- _RECORDS FOR THIS TASK_:

---+---

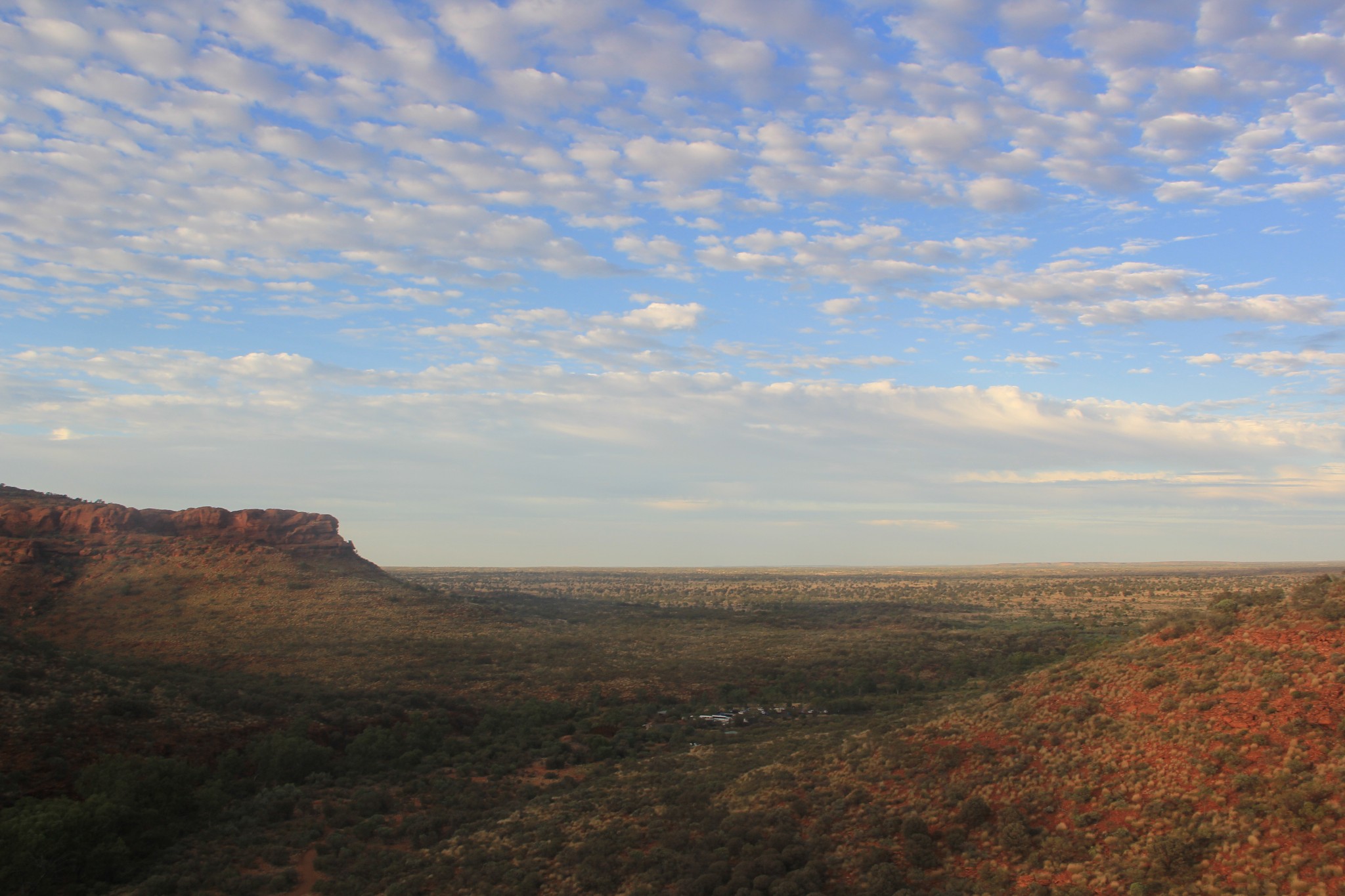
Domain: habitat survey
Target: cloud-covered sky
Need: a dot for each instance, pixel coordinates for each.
(688, 282)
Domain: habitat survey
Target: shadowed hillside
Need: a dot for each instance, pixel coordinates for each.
(234, 703)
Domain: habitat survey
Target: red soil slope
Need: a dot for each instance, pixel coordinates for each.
(1204, 758)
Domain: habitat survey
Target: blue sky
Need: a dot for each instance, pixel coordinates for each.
(704, 282)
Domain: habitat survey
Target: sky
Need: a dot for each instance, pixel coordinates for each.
(703, 282)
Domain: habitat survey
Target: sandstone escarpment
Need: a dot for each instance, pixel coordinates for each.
(32, 522)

---+---

- _WHAT THE TASK ASKS_: Provide the number of lines in these entries that hold the word "Target", without any accompanying text.

- _YOUR RESPONSE_: 6